#### Provided passage
Cerebrovascular accumulation of amyloid-forming amylin secreted from the pancreas induces brain hypoxia
Abstract
Background
Islet amyloid polypeptide (amylin) is a β-cell hormone co-secreted with insulin. Histological analyses of human brains identified amylin deposits co-localized with parenchymal and vascular β-amyloid in humans with vascular cognitive impairment and Alzheimer’s dementia. Because circulating amyloid-forming amylin triggers systemic hypoxia signaling, we sought to determine the relationship between circulating amylin levels and brain hypoxia markers in a transgenic rat model of amylin-mediated neurological deficits.
Method
To assess amylin-related brain hypoxia signaling, we performed a 16-month longitudinal study in which rats that express amyloid-forming human amylin in pancreatic β-cells (HIP rats) were compared to wild type (WT) littermates that express non-amyloidogenic rodent amylin (n=10 rats/group).

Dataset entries
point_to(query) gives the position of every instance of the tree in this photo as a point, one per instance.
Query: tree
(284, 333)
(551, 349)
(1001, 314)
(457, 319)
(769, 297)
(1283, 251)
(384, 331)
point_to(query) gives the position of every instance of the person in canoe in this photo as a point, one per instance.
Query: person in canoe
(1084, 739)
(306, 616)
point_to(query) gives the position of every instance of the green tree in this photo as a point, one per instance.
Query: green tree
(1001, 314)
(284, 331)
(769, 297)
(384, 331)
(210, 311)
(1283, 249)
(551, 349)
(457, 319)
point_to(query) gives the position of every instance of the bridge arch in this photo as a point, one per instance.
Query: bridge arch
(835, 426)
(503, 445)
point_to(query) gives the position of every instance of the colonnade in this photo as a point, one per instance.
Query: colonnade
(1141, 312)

#### Exercise instructions
(a) Transcribe the part of the amylin abstract starting at "Cerebrovascular accumulation of" and ending at "amylin-mediated neurological deficits.".
(b) In two sentences, summarize the amylin abstract.

#### Answers by task
(a)
Cerebrovascular accumulation of amyloid-forming amylin secreted from the pancreas induces brain hypoxia
Abstract
Background
Islet amyloid polypeptide (amylin) is a β-cell hormone co-secreted with insulin. Histological analyses of human brains identified amylin deposits co-localized with parenchymal and vascular β-amyloid in humans with vascular cognitive impairment and Alzheimer’s dementia. Because circulating amyloid-forming amylin triggers systemic hypoxia signaling, we sought to determine the relationship between circulating amylin levels and brain hypoxia markers in a transgenic rat model of amylin-mediated neurological deficits.

(b) Amylin, a hormone made by pancreatic β-cells alongside insulin, has been found deposited with β-amyloid in the brains of people with vascular cognitive impairment and Alzheimer's dementia, and because amyloid-forming amylin in the blood triggers hypoxia signaling, the researchers looked at how blood amylin levels relate to brain hypoxia markers in a rat model. Over 16 months, they compared rats expressing amyloid-forming human amylin in pancreatic β-cells (HIP rats) with wild type littermates expressing non-amyloidogenic rodent amylin, using 10 rats per group.